> PROBLEM
Omit the pictures and return every entry exactly as written.

> PROVIDED RECORDS
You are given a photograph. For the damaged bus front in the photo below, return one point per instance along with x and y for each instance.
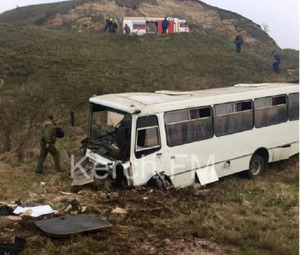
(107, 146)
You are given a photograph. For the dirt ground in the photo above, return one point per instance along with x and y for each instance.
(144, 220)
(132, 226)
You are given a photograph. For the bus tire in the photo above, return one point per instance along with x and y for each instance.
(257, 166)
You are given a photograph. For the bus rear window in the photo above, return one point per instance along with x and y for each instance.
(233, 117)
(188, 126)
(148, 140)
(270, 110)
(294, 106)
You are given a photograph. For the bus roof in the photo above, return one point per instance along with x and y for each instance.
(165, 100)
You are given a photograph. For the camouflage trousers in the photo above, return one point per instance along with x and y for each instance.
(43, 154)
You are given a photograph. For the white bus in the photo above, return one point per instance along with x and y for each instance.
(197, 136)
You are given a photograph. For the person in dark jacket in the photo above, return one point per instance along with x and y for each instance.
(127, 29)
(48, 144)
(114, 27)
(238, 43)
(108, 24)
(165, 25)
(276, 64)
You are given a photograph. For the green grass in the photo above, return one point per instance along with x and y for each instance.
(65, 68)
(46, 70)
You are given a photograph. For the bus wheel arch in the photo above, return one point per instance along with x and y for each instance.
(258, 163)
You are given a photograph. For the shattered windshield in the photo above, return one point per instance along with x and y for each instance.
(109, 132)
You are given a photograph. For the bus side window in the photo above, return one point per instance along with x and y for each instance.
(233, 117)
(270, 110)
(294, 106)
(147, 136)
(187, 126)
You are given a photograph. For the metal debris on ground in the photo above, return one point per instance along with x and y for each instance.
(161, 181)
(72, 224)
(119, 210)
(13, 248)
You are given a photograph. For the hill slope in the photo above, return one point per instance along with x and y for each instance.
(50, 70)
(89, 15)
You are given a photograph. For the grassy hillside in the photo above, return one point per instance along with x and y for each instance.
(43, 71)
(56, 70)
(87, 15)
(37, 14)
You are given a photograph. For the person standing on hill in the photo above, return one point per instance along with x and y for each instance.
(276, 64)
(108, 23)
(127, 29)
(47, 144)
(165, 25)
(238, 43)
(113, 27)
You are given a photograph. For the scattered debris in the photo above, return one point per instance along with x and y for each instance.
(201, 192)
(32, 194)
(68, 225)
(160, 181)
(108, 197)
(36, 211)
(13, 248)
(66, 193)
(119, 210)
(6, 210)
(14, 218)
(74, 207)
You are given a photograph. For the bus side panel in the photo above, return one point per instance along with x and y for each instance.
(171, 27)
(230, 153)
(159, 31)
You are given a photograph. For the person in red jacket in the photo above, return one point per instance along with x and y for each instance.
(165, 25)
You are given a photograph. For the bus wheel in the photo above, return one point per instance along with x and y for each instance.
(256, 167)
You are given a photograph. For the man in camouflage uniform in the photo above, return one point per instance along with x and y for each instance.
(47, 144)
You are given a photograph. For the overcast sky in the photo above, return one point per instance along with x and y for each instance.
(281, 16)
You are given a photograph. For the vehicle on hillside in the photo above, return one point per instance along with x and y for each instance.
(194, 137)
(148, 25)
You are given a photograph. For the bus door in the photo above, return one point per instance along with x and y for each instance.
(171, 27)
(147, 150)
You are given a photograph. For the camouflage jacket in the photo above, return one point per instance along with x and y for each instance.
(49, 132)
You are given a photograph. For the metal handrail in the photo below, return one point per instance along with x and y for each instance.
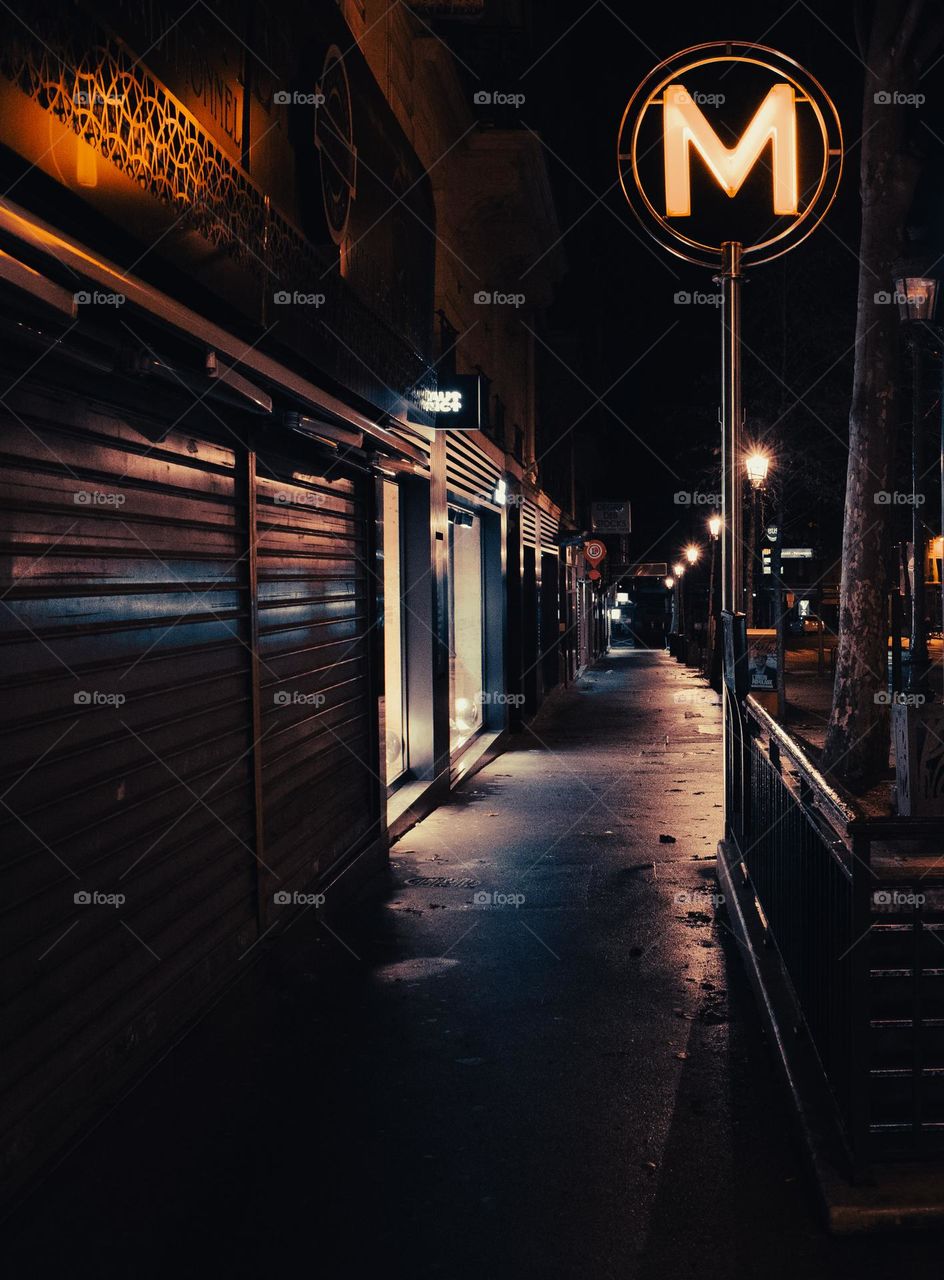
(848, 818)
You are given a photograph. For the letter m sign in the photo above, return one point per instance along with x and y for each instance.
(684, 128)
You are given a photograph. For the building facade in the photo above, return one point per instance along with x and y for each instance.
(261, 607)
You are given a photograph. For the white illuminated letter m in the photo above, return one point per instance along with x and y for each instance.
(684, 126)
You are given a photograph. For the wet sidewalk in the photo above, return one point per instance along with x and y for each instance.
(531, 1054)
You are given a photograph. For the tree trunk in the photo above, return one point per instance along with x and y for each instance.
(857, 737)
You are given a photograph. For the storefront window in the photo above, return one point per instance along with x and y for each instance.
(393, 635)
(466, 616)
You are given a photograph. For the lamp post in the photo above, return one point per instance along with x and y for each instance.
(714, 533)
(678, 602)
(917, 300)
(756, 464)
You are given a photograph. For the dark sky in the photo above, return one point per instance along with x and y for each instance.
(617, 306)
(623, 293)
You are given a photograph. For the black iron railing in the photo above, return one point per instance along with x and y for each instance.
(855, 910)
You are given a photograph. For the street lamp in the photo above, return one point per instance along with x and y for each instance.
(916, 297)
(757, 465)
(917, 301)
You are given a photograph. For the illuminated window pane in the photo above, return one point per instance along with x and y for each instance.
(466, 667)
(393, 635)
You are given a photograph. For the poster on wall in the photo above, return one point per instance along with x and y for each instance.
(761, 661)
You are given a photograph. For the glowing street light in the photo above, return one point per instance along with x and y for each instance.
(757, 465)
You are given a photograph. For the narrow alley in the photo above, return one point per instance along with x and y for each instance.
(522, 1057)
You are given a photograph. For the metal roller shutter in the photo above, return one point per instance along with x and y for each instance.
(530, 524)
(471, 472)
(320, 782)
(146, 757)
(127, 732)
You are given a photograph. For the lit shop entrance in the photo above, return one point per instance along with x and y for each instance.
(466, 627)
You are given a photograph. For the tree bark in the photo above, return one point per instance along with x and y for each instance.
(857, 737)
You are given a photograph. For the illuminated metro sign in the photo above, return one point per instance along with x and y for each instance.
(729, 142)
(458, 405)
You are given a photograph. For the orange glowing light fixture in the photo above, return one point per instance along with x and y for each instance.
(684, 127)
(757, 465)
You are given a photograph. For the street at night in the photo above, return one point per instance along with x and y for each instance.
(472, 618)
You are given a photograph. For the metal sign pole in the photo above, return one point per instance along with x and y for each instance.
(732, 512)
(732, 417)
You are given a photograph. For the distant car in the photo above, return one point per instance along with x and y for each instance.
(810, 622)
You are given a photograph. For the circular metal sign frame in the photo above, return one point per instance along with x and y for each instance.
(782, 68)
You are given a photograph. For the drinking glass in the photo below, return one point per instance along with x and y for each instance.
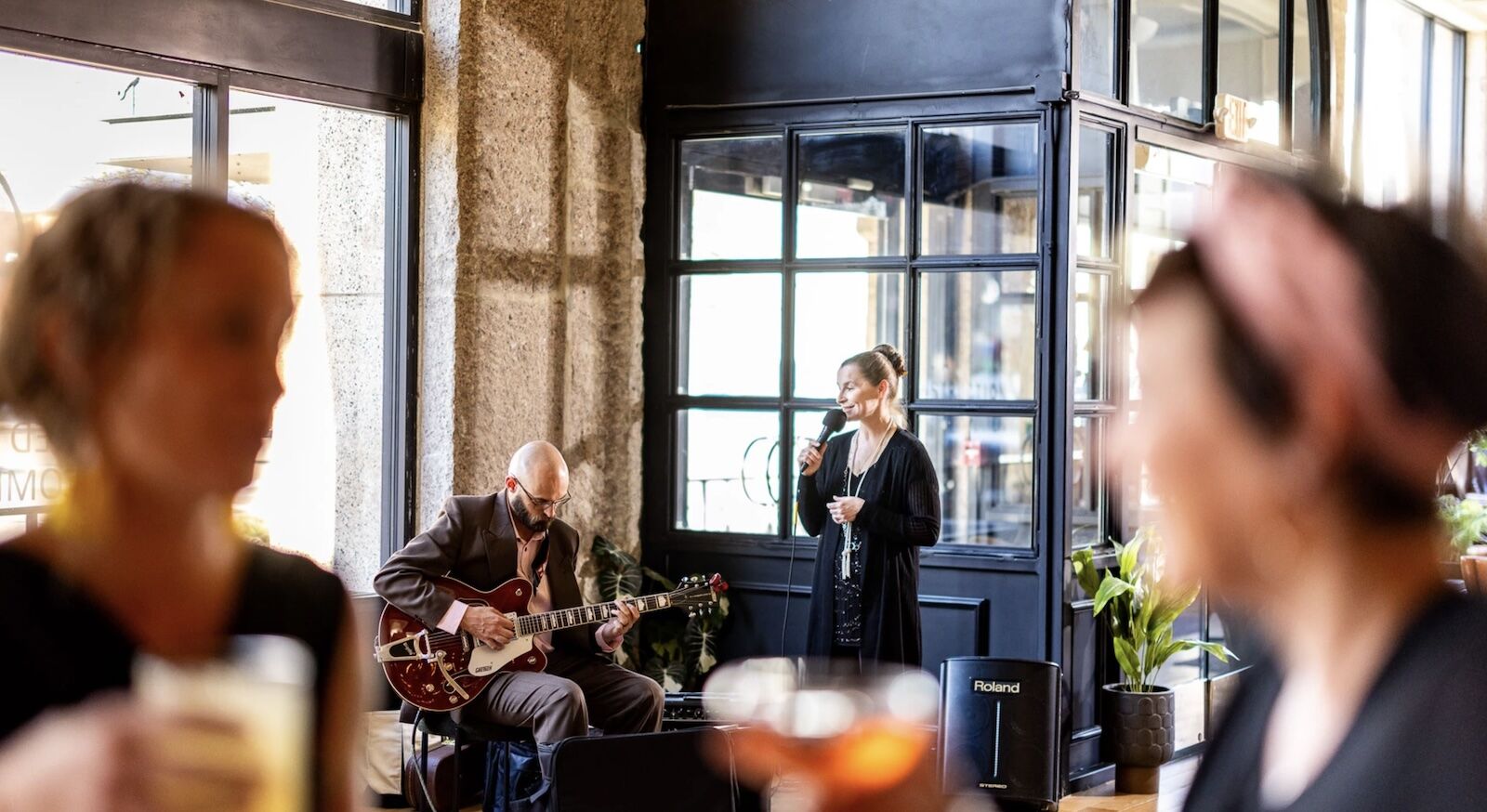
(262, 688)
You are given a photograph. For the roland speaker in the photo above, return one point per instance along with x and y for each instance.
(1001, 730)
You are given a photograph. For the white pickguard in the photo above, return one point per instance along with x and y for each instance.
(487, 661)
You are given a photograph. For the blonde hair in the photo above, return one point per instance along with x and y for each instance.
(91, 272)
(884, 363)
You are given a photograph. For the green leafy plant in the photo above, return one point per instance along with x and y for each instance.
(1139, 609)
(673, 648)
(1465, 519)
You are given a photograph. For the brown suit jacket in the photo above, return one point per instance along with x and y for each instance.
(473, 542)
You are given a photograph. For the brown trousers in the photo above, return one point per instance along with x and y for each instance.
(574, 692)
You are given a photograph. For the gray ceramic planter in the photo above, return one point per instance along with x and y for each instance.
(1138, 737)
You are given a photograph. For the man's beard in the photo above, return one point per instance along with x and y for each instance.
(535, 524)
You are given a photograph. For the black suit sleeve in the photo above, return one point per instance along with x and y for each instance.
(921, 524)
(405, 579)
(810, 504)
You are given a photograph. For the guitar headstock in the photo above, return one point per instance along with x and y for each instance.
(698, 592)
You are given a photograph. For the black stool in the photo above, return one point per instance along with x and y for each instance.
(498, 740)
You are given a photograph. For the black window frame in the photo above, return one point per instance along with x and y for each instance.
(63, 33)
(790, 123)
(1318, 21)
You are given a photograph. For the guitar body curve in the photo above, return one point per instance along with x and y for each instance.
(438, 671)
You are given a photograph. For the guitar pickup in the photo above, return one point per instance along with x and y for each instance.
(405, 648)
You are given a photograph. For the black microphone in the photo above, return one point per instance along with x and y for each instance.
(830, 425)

> PROBLEM SOLUTION
You are given a photograph. For the damaged bus front in the photo below, return one point per instance along with x and y for each instance.
(107, 146)
You are given a photograph. For the dirt ground in the photo above, return one point per instance along with x and y for each instance.
(144, 220)
(132, 226)
You are given a photograph. For the bus tire in the photo above, return one point per instance along with x and y for each instance.
(257, 166)
You are given a photograph. For the bus rear window in the photo above, return one point per instance along with x and y for each instance.
(233, 117)
(188, 126)
(148, 140)
(270, 110)
(294, 106)
You are given a photograph. For the bus roof in the photo above, return one point per instance along with x and y for each instance.
(165, 100)
You are given a photograph. For the camouflage trousers in the photo above, return one point per instance along with x and y for each instance.
(43, 154)
You are given a photograph. For the white bus in the photo above, return one point per instance along with x and y for each instance.
(197, 136)
You are given a photograph. For the person in dark jacket in the photo above, return one point per instance along with x and y for each instance.
(127, 29)
(48, 144)
(114, 27)
(238, 43)
(108, 24)
(165, 25)
(276, 64)
You are given a photograph. For the green grass in the photo above, return one point per instance along with x and y for each instance.
(65, 68)
(46, 70)
You are given a photograph. For the bus wheel arch in the photo above, return one point per instance along with x and y for each instance.
(258, 163)
You are given a photograph. For the shattered windshield in the photo above, return one point per instance along with x and y for each instance.
(109, 132)
You are given a photograph. For the bus side window in the photo above, return one point per instance along with x and y for each instance.
(233, 117)
(270, 110)
(294, 106)
(147, 136)
(187, 126)
You are given a photograph. For the metal debris on ground in the photo above, return one point per instance along with x and y for each instance.
(161, 181)
(72, 224)
(119, 210)
(13, 248)
You are given a photograph. For the hill slope in the photo above, return one point per instance along with x and y for each instance.
(50, 70)
(89, 15)
You are given a photograph. For the grassy hillside in the photo above, return one point per instance along with x and y for each instance.
(43, 71)
(56, 70)
(87, 15)
(37, 14)
You are given a photograph. For the person standing on hill in the photo above, return one point per instance along with x and y for each instance.
(276, 64)
(108, 23)
(127, 29)
(47, 144)
(165, 25)
(238, 43)
(113, 27)
You are given a photograph. For the scattered debris in the photo above, return one point per instance along with x and y for each instance.
(201, 192)
(32, 194)
(68, 225)
(160, 181)
(108, 197)
(36, 211)
(13, 248)
(66, 193)
(119, 210)
(6, 210)
(14, 218)
(74, 207)
You are given a photograph. For the bus side panel in the photo above, return one point per instance along with x and y for each instance.
(171, 27)
(230, 153)
(159, 31)
You are given a photograph. For the person in red jacket in the photo above, return one point per instance along with x and y for each instance.
(165, 25)
You are given a photograph. For the bus wheel in the photo above, return one point per instance along with x and y for each instance.
(256, 167)
You are given a photograph. For the man in camouflage uniform in the photo above, return one point per instance along with x and y for each instance.
(47, 144)
You are given a photograph. For the overcast sky in the photo above, return one point per instance along with x and y for each instance.
(281, 16)
You are given a photograph. For the vehicle on hillside in the photo above, return one point per instance along with x and y for each instance.
(194, 137)
(148, 25)
You are given a photograph. For the bus door in the photo above, return one point per instance along with x and y for each instance.
(171, 27)
(147, 150)
You are given a photograph. For the camouflage jacket in the photo above, return one point per instance along with x and y for each instance.
(49, 132)
You are given a photograph. For the metal handrail in the photo below, return one point per instance along with x and y for each instance.
(848, 818)
You are given a photograph. For the letter m sign in the photo above, return one point per instance along with x and y for each instance.
(684, 128)
You are given a photograph. For the building facade in the photo above, return one point per instance along with x and y for each instance.
(261, 607)
You are given a photograph. For the white illuminated letter m in the photo above, return one point per instance along with x and y for each instance.
(684, 126)
You are given a photograph. For the wet sidewalk in the photo above, return one point per instance along with x and y for each instance.
(531, 1054)
You are given a photograph. For the tree trunk in the photo above, return one point per instance along with x and y for each instance.
(857, 737)
You are given a photograph. For the storefront window in the photo above, return one point per instance along with x and y for each instance.
(393, 635)
(466, 616)
You are given a photograph. For the lamp post in the photo above, return one point per instance along with x and y for each instance.
(714, 533)
(678, 602)
(917, 300)
(756, 464)
You are given a photograph. For the dark sky in the photo above, return one point per instance along with x and y for each instance.
(617, 306)
(623, 293)
You are given a photograph. For the black iron railing in the photo above, return one point per instance along with x and y for each instance.
(855, 910)
You are given a photograph. For the street lamp in the photo above, return one point per instance along with x and y for each instance.
(916, 297)
(757, 465)
(917, 301)
You are given a photograph. For the illuminated window pane in the photo above, return one point per instance along with x and y for each instance.
(466, 667)
(393, 635)
You are given a photograph. For the poster on wall in the photo above, return one point per instance along with x and y for each instance.
(761, 661)
You are given a photograph. For the glowing street light in the photo above, return one point per instance along with x and y for each instance.
(757, 465)
You are given a photograph. For the narrow alley in the photo above, return one point per instance along with x and y for each instance.
(522, 1057)
You are given a photograph. For the metal roller shutter in the photo above, return one point per instance along with x and y for each instance.
(530, 524)
(471, 472)
(320, 782)
(146, 757)
(127, 732)
You are given a photograph. For the lit shop entrance in the photo above, return one point per instance along with x and y for each instance.
(466, 627)
You are given a photograph. For the tree bark in the photo above, return one point per instance along with x and y for each instance.
(857, 737)
You are given a photograph. For the illuminated metro sign in the photo above, return one point per instance along with x and y for each instance.
(729, 142)
(458, 405)
You are given a photograph. For the orange glowing light fixture in the photo above, return one point per instance along with x and y for each instance.
(684, 127)
(757, 465)
You are given a photograph. For the street at night in the photo above, return one point per instance along with x and y for each instance.
(472, 618)
You are given a photograph. For the metal sign pole in the photo above, return one point per instance along with x and y for each instance.
(732, 512)
(732, 417)
You are given a photograph. For the distant car in the photo above, return one point per instance along with x and y for each instance.
(810, 622)
You are given a photograph. For the circular metal sign frame in the photo above, return one point per instance along with x and y for each instance.
(782, 68)
You are given a photograph. For the drinking glass in the photo below, return one point per instance along with x and y for each instance.
(262, 688)
You are given a photograph. For the roland speaker in the photo above, return one point per instance along with x and y for each instance.
(1001, 730)
You are given a photograph. For the white pickguard in the photo above, return one point per instance along with x and y for each instance.
(487, 661)
You are given a photograph. For the blonde hair in the photo above, return one point per instance along with x and y for each instance.
(91, 272)
(884, 363)
You are given a photograph. For the green leafy plant in the photo above, return one point per instance along with x and y for each instance.
(1139, 609)
(673, 648)
(1465, 519)
You are given a photograph. For the brown suit jacket in the photo above, return one point per instance along with x and y for each instance.
(473, 542)
You are given a photograph. For the brown trousers in the photo above, return one point per instance along with x and y for each instance.
(574, 692)
You are given a photograph. For the gray ceramic planter in the photo above, return one point per instance along with x and y for each instance.
(1138, 737)
You are given a photograph. For the man's beard in the photo above, return one point per instance along with x and y for each instance.
(535, 524)
You are given a photograph. For the black suit sleeve in the photo above, return one point per instance along with x and y for each instance.
(921, 524)
(405, 579)
(810, 504)
You are given a photograph. For the guitar headstock in the photo above, return one point per instance along with x and y for each instance.
(698, 592)
You are given a photograph. For the black stool in the photo above, return one point per instance along with x and y for each instance.
(498, 740)
You are given a photograph. For the black window frame in the photo above, return one point per instance along with x and y for each instance.
(63, 33)
(790, 123)
(1318, 21)
You are given a photograph. For the guitar body curve in the photo above, return one point per instance along with x and y for each instance.
(438, 671)
You are given a photograph. For the guitar pickup in the photo above, return one point per instance along with x and y for each instance.
(405, 648)
You are given a photograph. For the black microphone in the photo above, return one point per instance along with x and y for each instance.
(830, 425)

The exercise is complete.